» Exercise instructions: Put each line of all the items below into a Markdown table with the columns Row and Content. Number the rows in order and leave out blank lines.

====

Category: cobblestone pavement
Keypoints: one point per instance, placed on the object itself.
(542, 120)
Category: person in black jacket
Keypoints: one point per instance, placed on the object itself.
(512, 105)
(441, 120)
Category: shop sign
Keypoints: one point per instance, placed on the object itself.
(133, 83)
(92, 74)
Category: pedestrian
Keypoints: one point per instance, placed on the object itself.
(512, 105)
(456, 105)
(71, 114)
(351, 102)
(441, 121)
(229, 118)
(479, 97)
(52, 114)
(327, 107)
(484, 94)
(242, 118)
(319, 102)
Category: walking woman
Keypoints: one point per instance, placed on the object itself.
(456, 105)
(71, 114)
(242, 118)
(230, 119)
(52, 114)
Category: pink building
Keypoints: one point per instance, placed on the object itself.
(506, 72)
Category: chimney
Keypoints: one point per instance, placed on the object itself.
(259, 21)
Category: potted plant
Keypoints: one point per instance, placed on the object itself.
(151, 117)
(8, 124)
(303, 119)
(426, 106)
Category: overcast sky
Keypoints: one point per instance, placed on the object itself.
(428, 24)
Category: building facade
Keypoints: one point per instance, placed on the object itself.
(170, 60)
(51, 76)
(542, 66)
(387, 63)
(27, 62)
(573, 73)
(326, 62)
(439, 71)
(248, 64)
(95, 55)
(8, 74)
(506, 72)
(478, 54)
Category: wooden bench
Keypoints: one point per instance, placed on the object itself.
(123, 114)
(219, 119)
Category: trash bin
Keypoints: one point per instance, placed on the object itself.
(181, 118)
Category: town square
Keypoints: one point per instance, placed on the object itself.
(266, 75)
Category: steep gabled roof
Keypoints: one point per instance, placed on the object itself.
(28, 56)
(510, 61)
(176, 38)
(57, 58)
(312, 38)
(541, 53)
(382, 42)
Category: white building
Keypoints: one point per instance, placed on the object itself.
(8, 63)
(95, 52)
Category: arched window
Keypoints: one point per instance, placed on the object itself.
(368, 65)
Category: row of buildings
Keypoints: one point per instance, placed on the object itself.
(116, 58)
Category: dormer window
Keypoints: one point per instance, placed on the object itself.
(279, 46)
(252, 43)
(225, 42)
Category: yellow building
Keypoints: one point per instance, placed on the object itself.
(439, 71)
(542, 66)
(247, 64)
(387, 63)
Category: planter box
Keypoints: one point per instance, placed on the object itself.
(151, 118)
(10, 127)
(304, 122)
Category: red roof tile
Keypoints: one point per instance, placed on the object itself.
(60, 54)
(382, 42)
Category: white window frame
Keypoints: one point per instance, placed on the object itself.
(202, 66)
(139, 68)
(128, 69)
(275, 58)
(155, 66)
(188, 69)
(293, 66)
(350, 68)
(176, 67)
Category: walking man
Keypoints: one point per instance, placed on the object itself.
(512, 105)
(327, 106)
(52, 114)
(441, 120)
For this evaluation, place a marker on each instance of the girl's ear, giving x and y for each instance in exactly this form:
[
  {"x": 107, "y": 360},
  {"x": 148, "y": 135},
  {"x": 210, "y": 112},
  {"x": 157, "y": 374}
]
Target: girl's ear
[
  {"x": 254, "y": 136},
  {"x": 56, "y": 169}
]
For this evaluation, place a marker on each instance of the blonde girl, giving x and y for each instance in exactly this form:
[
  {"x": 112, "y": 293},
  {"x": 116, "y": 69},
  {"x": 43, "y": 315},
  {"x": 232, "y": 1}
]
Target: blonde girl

====

» Answer:
| Row | Content |
|---|---|
| 1 | Category: cobblestone pavement |
| 2 | Keypoints: one point per instance, placed on the object itself. |
| 3 | (542, 120) |
| 4 | Category: person in black jacket |
| 5 | Keypoints: one point per instance, placed on the object itself. |
| 6 | (512, 105) |
| 7 | (441, 120) |
| 8 | Category: shop sign |
| 9 | Keypoints: one point per instance, placed on the object itself. |
| 10 | (133, 83) |
| 11 | (92, 74) |
| 12 | Category: pedestrian |
| 13 | Keypoints: one point per instance, placed on the object itself. |
| 14 | (512, 105) |
| 15 | (456, 105) |
| 16 | (71, 114) |
| 17 | (351, 102) |
| 18 | (441, 121) |
| 19 | (229, 118) |
| 20 | (479, 97) |
| 21 | (52, 114) |
| 22 | (327, 107) |
| 23 | (484, 94) |
| 24 | (242, 118) |
| 25 | (319, 102) |
| 26 | Category: walking woman |
| 27 | Keypoints: one point per instance, placed on the object itself. |
| 28 | (456, 105) |
| 29 | (71, 114) |
| 30 | (242, 118) |
| 31 | (230, 119) |
| 32 | (52, 114) |
| 33 | Category: pink building |
| 34 | Keypoints: one point per instance, placed on the object itself. |
| 35 | (506, 72) |
| 36 | Category: chimney |
| 37 | Keypoints: one point per instance, placed on the object itself. |
| 38 | (259, 21) |
| 39 | Category: potted plant |
| 40 | Keypoints: one point per instance, placed on the object itself. |
| 41 | (151, 117) |
| 42 | (8, 124) |
| 43 | (303, 119) |
| 44 | (426, 106) |
| 45 | Category: overcast sky |
| 46 | Keypoints: one point per instance, placed on the object itself. |
| 47 | (428, 24) |
| 48 | Category: building facade |
| 49 | Keypoints: one point per instance, placed on the object itself. |
| 50 | (170, 60) |
| 51 | (51, 76) |
| 52 | (542, 66) |
| 53 | (387, 63) |
| 54 | (27, 62) |
| 55 | (573, 73) |
| 56 | (326, 62) |
| 57 | (439, 71) |
| 58 | (248, 64) |
| 59 | (95, 55) |
| 60 | (8, 74) |
| 61 | (506, 72) |
| 62 | (478, 54) |
| 63 | Category: wooden bench |
| 64 | Keypoints: one point per instance, placed on the object itself. |
| 65 | (123, 114) |
| 66 | (219, 119) |
| 67 | Category: trash bin |
| 68 | Keypoints: one point per instance, placed on the object itself. |
| 69 | (181, 118) |
| 70 | Category: town square |
| 71 | Keypoints: one point per instance, placed on the object itself. |
| 72 | (266, 75) |
| 73 | Category: steep gabled roof |
| 74 | Keypoints: one point per instance, placed on the object itself. |
| 75 | (28, 56) |
| 76 | (510, 61) |
| 77 | (176, 38) |
| 78 | (57, 58) |
| 79 | (312, 38) |
| 80 | (541, 53) |
| 81 | (382, 42) |
| 82 | Category: white building |
| 83 | Keypoints: one point per instance, placed on the object itself. |
| 84 | (8, 63) |
| 85 | (95, 52) |
| 86 | Category: arched window |
| 87 | Keypoints: one point per instance, placed on the object itself. |
| 88 | (368, 65) |
| 89 | Category: row of buildings |
| 90 | Keypoints: one point per instance, placed on the object itself. |
| 91 | (116, 58) |
| 92 | Category: dormer window |
| 93 | Keypoints: one point per instance, placed on the object itself. |
| 94 | (279, 46) |
| 95 | (252, 43) |
| 96 | (225, 42) |
| 97 | Category: yellow building |
| 98 | Keypoints: one point per instance, placed on the object itself. |
| 99 | (439, 71) |
| 100 | (542, 66) |
| 101 | (247, 64) |
| 102 | (387, 63) |
| 103 | Category: planter box |
| 104 | Keypoints: one point per instance, placed on the object itself. |
| 105 | (151, 118) |
| 106 | (10, 127) |
| 107 | (304, 122) |
| 108 | Category: red roof tile |
| 109 | Keypoints: one point per instance, placed on the object itself. |
| 110 | (60, 54) |
| 111 | (382, 42) |
| 112 | Category: white window frame |
| 113 | Keypoints: one point per instance, placed on the object itself. |
| 114 | (202, 66) |
| 115 | (139, 68) |
| 116 | (128, 69) |
| 117 | (275, 58) |
| 118 | (155, 66) |
| 119 | (188, 69) |
| 120 | (293, 66) |
| 121 | (350, 68) |
| 122 | (176, 67) |
| 123 | Category: walking man |
| 124 | Keypoints: one point per instance, placed on the object itself. |
| 125 | (512, 105) |
| 126 | (327, 106) |
| 127 | (52, 114) |
| 128 | (441, 120) |
| 129 | For this evaluation, place a marker on each instance of the girl's ear, giving x and y for each instance in exactly this form: |
| 130 | [ |
| 131 |   {"x": 107, "y": 360}, |
| 132 |   {"x": 148, "y": 135}, |
| 133 |   {"x": 210, "y": 112}, |
| 134 |   {"x": 157, "y": 374} |
| 135 | ] |
| 136 | Target: girl's ear |
| 137 | [ |
| 138 |   {"x": 254, "y": 136}, |
| 139 |   {"x": 56, "y": 169} |
| 140 | ] |
| 141 | For this evaluation, place a marker on each instance of the blonde girl, giving x and y for each instance in exactly this form: |
| 142 | [ |
| 143 |   {"x": 112, "y": 293}, |
| 144 |   {"x": 116, "y": 69}, |
| 145 |   {"x": 43, "y": 315}, |
| 146 |   {"x": 232, "y": 1} |
| 147 | ] |
| 148 | Target: blonde girl |